[Records from a data collection]

++++++++

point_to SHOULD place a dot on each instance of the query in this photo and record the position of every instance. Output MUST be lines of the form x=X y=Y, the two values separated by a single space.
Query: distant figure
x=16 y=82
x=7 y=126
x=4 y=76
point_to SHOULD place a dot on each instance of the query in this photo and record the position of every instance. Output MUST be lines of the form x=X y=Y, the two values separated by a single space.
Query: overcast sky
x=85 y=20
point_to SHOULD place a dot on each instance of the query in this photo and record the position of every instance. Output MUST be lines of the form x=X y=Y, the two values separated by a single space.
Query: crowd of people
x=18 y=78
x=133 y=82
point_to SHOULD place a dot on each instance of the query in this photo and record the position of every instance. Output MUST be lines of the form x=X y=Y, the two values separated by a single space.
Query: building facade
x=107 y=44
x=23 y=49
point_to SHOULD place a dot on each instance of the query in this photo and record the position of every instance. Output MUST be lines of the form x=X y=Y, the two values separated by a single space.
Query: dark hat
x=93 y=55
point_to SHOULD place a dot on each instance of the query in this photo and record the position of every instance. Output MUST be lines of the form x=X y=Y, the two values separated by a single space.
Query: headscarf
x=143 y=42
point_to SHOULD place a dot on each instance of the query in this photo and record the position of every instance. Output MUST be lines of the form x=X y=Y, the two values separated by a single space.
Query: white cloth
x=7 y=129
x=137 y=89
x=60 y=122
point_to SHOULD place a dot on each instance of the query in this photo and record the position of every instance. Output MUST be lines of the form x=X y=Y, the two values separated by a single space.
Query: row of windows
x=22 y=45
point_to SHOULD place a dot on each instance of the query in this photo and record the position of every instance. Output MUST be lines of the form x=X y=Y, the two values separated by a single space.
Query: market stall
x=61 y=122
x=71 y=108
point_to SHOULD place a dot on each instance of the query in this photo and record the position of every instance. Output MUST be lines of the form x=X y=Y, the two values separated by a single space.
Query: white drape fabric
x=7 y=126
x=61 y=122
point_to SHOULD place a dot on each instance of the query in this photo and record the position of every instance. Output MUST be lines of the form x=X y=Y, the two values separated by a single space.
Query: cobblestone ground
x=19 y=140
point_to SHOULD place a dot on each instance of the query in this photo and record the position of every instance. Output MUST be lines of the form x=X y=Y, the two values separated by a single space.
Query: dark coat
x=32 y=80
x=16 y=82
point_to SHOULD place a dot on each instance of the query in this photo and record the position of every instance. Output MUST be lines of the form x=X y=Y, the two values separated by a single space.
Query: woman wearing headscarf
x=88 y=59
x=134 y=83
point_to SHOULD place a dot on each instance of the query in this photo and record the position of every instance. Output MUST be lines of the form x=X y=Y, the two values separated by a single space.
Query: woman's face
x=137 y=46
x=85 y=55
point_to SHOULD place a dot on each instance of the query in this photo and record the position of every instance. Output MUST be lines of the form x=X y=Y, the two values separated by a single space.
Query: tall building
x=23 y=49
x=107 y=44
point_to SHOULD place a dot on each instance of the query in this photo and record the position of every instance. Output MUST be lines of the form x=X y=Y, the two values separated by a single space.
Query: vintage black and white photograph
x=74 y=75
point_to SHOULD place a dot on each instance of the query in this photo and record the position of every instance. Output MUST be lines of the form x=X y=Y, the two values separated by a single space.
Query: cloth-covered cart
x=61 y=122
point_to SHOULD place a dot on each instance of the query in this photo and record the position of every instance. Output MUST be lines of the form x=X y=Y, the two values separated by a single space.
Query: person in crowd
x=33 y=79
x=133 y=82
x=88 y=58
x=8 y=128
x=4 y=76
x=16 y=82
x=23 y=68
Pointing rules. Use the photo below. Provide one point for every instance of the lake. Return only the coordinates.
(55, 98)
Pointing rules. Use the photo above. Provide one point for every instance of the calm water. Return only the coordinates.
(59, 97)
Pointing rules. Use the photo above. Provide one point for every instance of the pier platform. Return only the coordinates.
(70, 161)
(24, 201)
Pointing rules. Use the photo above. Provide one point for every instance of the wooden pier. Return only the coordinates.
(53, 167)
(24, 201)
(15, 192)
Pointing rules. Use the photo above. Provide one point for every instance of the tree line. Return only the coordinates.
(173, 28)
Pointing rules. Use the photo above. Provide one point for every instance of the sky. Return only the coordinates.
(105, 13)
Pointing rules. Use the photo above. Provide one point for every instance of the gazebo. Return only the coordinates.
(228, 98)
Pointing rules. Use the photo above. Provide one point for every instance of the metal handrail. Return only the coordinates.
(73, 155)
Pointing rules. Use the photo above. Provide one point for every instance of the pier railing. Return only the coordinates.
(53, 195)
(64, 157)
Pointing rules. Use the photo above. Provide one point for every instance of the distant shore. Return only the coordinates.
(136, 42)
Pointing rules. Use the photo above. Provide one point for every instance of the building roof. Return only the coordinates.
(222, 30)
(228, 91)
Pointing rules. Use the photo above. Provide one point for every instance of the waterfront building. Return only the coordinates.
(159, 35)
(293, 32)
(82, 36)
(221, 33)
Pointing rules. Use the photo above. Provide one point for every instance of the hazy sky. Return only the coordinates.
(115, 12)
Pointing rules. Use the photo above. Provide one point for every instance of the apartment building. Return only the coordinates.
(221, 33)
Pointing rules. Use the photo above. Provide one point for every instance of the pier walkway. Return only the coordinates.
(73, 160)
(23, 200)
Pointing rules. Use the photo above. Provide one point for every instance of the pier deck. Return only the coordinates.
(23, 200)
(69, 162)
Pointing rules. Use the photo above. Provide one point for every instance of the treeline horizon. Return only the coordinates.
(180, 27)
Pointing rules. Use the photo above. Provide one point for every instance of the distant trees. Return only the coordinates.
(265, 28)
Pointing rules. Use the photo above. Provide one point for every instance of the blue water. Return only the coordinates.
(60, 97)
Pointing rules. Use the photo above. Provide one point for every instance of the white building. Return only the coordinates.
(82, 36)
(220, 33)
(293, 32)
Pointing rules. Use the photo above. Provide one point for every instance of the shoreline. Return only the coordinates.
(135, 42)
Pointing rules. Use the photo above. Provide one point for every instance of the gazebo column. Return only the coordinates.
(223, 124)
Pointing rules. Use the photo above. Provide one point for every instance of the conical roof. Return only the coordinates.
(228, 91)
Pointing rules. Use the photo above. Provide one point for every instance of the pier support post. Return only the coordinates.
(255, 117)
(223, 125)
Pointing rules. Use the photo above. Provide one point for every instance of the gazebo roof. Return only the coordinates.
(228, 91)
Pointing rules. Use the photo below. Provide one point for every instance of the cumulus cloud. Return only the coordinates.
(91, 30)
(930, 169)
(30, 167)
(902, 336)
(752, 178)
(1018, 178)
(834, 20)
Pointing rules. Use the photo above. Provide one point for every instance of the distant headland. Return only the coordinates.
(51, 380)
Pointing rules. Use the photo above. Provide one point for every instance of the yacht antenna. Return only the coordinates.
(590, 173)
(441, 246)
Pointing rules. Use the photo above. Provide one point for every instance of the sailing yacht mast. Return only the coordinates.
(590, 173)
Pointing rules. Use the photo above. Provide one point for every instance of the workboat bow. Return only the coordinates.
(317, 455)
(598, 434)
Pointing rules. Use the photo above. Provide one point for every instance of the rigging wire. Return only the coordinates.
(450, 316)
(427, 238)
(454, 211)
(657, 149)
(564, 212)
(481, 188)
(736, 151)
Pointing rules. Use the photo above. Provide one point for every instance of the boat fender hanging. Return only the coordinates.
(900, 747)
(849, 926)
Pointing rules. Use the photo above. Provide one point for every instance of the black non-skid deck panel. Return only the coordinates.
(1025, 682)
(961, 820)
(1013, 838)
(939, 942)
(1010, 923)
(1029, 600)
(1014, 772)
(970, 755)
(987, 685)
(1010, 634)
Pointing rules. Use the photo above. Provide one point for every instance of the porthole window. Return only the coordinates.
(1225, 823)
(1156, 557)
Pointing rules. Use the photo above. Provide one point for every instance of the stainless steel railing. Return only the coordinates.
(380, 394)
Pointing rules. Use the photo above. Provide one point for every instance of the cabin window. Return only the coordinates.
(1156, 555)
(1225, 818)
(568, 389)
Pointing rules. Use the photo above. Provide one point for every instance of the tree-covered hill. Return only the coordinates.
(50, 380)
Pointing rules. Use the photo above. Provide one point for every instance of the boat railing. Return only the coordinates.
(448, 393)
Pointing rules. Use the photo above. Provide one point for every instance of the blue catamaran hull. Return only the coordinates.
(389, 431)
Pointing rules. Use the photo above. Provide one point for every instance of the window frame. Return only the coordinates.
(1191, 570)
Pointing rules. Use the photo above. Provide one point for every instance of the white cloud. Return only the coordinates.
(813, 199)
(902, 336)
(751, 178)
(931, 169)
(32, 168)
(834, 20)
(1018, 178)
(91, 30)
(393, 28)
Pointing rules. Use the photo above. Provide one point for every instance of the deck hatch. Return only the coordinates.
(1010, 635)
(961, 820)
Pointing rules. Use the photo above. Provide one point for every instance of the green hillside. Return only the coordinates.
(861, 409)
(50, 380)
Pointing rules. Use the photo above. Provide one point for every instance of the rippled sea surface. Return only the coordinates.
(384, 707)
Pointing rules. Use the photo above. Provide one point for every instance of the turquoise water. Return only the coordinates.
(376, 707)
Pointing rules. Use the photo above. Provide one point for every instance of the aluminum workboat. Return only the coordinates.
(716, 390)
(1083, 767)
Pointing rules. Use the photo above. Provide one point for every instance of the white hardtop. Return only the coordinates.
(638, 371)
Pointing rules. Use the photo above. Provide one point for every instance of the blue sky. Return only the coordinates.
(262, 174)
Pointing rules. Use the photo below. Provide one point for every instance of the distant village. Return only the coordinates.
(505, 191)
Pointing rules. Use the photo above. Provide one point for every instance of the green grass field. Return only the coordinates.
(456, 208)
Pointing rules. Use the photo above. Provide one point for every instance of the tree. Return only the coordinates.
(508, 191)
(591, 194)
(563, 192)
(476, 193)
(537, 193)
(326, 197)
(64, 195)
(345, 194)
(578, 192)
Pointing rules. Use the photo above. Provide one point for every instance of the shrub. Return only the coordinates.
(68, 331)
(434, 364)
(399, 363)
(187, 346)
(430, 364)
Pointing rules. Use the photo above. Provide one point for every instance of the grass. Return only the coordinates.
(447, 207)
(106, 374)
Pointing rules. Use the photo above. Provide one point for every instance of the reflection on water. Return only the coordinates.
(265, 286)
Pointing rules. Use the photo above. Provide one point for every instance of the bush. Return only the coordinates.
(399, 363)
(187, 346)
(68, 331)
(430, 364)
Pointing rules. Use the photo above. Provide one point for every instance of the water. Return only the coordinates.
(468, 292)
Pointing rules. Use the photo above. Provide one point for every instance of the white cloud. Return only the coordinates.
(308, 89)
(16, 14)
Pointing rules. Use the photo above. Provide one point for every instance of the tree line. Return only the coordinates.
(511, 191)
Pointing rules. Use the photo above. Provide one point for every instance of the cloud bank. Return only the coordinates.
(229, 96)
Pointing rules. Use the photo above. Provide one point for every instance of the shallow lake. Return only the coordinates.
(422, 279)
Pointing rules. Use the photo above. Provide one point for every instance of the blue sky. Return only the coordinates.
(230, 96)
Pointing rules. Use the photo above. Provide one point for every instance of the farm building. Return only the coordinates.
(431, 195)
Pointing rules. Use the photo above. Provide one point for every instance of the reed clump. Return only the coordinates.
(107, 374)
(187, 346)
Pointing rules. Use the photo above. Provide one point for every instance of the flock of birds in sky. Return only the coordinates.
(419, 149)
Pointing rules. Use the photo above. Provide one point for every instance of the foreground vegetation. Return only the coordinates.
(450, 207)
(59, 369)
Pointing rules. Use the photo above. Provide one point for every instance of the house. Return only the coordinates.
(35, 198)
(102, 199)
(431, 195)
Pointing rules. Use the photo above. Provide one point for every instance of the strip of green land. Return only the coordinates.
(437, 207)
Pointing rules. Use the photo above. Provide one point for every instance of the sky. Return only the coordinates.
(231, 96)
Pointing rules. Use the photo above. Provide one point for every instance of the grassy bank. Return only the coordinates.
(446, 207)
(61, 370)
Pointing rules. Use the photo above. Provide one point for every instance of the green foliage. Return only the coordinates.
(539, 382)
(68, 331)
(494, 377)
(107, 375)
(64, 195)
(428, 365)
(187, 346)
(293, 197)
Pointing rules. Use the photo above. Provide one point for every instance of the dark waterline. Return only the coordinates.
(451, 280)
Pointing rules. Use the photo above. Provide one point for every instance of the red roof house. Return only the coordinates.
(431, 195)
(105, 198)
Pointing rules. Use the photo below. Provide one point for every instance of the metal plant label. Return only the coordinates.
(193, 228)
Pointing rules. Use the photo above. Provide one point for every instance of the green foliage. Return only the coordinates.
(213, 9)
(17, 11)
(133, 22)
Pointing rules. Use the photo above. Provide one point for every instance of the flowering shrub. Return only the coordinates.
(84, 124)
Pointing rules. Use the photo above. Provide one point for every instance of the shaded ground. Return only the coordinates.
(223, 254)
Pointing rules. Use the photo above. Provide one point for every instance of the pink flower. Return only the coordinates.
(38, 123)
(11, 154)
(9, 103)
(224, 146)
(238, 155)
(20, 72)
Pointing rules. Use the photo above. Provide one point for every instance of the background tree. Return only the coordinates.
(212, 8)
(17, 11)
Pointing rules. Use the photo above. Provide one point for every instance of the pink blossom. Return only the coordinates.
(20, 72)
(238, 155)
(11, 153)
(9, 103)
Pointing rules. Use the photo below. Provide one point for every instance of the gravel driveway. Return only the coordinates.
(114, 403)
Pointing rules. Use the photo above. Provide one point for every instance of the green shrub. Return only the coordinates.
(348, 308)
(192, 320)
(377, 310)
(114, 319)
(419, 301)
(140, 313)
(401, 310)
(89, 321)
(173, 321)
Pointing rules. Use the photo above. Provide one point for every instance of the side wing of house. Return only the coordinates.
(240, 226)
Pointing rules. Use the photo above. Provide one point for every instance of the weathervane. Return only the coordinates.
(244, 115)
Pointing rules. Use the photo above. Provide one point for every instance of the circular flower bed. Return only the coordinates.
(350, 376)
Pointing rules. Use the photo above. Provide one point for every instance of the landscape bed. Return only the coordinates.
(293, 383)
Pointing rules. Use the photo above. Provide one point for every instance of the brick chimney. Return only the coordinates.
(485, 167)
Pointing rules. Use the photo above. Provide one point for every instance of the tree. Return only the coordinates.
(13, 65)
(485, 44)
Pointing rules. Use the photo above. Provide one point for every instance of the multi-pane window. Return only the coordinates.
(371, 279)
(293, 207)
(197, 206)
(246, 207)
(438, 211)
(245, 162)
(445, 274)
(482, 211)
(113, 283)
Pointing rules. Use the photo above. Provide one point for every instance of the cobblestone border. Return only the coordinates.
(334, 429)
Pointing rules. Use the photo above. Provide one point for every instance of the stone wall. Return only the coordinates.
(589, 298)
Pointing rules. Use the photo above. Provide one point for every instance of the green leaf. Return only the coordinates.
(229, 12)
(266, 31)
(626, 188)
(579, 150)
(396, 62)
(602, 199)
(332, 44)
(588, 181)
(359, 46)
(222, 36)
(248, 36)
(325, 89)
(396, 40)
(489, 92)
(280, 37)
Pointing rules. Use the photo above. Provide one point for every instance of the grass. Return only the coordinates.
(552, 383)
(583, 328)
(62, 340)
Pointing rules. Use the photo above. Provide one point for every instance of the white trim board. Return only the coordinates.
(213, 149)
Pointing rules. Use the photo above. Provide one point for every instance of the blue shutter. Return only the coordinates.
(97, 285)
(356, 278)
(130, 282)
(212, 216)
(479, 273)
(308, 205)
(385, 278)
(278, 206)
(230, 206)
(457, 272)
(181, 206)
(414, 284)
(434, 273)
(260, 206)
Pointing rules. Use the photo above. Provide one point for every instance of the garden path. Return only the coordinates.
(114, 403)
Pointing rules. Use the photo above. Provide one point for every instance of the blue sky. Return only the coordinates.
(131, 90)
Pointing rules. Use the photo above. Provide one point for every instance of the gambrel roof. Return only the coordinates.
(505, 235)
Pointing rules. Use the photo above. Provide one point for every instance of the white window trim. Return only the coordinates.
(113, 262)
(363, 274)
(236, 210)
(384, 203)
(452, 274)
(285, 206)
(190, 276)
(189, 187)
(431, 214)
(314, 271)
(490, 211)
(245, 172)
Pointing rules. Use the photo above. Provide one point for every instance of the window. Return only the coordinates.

++++++++

# WHAT IS ASKED
Return the line that contains "board. Return only the coordinates." and all lines after it, verbatim, and nothing else.

# EXERCISE RESULT
Pointing rules. Use the photo above. Provide one point for every instance of the white trim board. Return only the coordinates.
(213, 149)
Pointing rules. Use the photo above. Provide one point for every instance of the blue shutter. Return only the coordinates.
(97, 285)
(356, 278)
(130, 282)
(212, 216)
(479, 273)
(308, 205)
(385, 278)
(278, 206)
(230, 206)
(457, 272)
(181, 206)
(414, 284)
(434, 273)
(260, 206)
Pointing rules. Use the photo above. Provide one point for every instance of the garden path. Return only the coordinates.
(114, 403)
Pointing rules. Use the photo above. Provide one point for every instance of the blue sky. Return only the coordinates.
(131, 90)
Pointing rules. Use the photo above. Provide one point for every instance of the gambrel roof. Return only the coordinates.
(505, 235)
Pointing rules. Use the photo above. Provide one point for every instance of the white window trim. Return only the coordinates.
(113, 262)
(363, 274)
(236, 210)
(384, 203)
(452, 274)
(285, 206)
(190, 276)
(189, 187)
(431, 214)
(314, 271)
(490, 211)
(245, 172)
Pointing rules. Use the photo above. Provide one point for every instance of the window. Return only the coordinates.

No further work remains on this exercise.